> [Work to complete]
Write out every line exactly, from the first line of the records below through the line that contains "Tag every instance of the window with".
-*-
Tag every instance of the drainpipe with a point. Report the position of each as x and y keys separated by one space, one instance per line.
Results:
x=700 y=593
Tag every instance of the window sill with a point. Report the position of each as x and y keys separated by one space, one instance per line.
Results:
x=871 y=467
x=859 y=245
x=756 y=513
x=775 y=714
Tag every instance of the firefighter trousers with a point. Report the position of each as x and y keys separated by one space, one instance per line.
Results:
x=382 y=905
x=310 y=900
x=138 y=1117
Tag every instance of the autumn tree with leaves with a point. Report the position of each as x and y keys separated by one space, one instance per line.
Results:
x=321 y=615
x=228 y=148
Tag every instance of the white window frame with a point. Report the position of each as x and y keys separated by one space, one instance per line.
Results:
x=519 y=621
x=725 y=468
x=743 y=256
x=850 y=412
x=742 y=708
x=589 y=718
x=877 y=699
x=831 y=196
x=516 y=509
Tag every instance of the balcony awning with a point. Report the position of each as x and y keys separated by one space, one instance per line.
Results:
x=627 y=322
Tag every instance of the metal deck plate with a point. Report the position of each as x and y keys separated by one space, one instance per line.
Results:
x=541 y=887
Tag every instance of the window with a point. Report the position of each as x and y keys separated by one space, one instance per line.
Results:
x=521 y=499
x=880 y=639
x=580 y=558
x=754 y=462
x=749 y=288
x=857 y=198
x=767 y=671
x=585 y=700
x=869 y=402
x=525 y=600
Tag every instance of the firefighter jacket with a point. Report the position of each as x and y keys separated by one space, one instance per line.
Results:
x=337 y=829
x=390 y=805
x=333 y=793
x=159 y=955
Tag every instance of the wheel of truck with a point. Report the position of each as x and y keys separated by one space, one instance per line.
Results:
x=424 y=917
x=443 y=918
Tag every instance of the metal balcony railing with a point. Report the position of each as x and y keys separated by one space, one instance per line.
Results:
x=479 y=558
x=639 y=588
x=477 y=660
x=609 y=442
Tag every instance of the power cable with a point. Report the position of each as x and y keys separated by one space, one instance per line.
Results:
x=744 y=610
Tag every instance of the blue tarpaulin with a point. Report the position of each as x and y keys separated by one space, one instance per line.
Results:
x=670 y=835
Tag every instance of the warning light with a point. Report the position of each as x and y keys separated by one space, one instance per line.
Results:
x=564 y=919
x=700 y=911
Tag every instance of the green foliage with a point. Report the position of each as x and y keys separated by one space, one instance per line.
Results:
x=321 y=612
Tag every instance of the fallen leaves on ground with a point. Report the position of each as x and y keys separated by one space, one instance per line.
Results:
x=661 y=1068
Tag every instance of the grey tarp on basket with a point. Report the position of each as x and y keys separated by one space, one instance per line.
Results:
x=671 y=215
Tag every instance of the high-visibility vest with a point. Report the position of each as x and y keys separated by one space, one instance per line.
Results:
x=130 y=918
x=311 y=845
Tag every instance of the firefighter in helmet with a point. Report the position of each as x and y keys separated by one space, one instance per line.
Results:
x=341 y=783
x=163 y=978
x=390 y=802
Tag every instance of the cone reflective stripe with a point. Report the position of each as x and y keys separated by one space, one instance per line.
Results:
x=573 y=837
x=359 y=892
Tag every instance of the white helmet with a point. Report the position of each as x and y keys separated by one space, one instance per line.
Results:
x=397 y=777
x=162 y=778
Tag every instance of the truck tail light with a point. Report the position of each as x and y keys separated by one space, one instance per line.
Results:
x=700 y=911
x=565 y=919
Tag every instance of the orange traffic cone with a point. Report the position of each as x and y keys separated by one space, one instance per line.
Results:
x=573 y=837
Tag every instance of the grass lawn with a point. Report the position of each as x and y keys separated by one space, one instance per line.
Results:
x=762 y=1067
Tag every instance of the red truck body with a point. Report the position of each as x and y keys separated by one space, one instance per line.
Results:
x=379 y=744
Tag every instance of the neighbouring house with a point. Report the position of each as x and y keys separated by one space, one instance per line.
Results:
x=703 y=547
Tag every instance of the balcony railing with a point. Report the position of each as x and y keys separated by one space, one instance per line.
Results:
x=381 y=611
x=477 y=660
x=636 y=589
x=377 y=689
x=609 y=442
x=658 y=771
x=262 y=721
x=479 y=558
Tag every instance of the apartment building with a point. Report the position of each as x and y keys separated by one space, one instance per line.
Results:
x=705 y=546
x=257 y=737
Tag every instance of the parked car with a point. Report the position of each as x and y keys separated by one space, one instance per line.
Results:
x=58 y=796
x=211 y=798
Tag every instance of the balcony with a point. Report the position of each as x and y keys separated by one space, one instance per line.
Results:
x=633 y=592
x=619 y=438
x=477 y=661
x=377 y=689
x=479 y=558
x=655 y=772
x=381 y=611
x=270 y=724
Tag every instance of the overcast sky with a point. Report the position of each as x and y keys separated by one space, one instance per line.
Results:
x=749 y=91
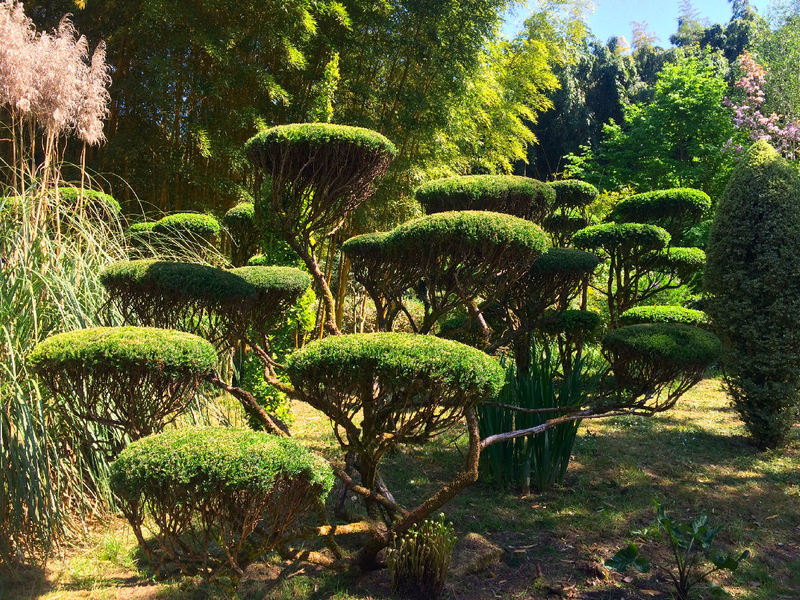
-*-
> [Answer to the problem]
Tag every instance of the drainpipe with a point. Report the position of each as x and y keys separated by one space, one instance per line.
Results:
x=700 y=593
Tag every instance of the window sill with a point. Report the position of each as x and y keys separated by one space, one instance per line.
Results:
x=871 y=467
x=859 y=245
x=756 y=513
x=775 y=714
Tag every instance of the firefighter trousers with a point. Report the position of each as x and y keys separated by one space, one instance per line.
Results:
x=382 y=905
x=310 y=900
x=138 y=1117
Tag every instance of the autumn tree with leaves with a point. Report the position of each as x and y keys separated by one space, one instance per line.
Results:
x=321 y=615
x=228 y=148
Tag every instance of the white window frame with a point. Report the position of each as x and y keys separated by one space, one instance per line.
Results:
x=519 y=621
x=725 y=468
x=743 y=256
x=850 y=412
x=742 y=708
x=589 y=718
x=877 y=699
x=831 y=196
x=516 y=509
Tag every instance of the balcony awning with a point. Report the position of each as x and y keys separated by one space, one instance per line.
Results:
x=627 y=322
Tag every instance of the metal deck plate with a point. Report the position of each as x and y keys separated by one space, one instance per line.
Results:
x=541 y=887
Tag every instance of the window with a point. Report the position of each as x and y keys separated by one space, one instance per line.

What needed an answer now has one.